Stated task —
Return the rows below word for word, leaving out the pictures.

-- Begin --

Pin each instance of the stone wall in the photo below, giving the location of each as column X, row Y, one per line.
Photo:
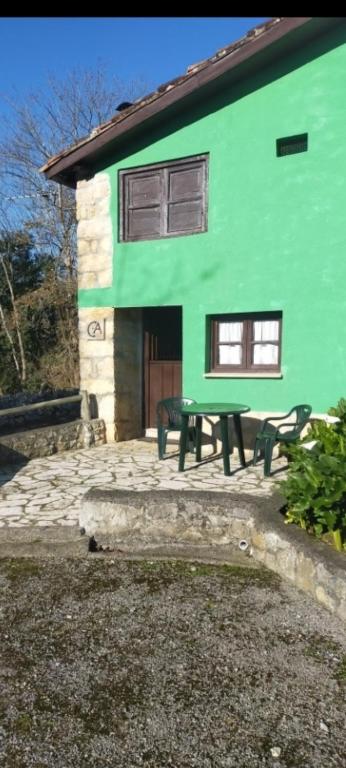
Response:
column 96, row 354
column 94, row 232
column 128, row 373
column 46, row 441
column 140, row 519
column 56, row 414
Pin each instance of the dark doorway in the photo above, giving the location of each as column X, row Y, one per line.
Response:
column 162, row 333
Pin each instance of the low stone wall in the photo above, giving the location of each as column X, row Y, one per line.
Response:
column 147, row 519
column 45, row 441
column 47, row 416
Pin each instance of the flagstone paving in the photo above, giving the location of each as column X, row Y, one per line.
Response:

-- End --

Answer to the exercise —
Pin each instance of the stone wall in the photo below, giving the location of each as column X, row Y, one per line.
Photo:
Response:
column 96, row 354
column 94, row 232
column 128, row 373
column 46, row 441
column 140, row 519
column 56, row 414
Pin each instance of the dark doorway in the photo above, giving the location of each as column X, row Y, one per line.
Response:
column 162, row 333
Pin each instance of the low stone wall in the photo above, giving the location of each as column X, row Y, one per line.
Response:
column 147, row 519
column 45, row 441
column 47, row 416
Pin each instance of the flagstone paving in the photo above, giving the location of each as column X, row Y, one per line.
Response:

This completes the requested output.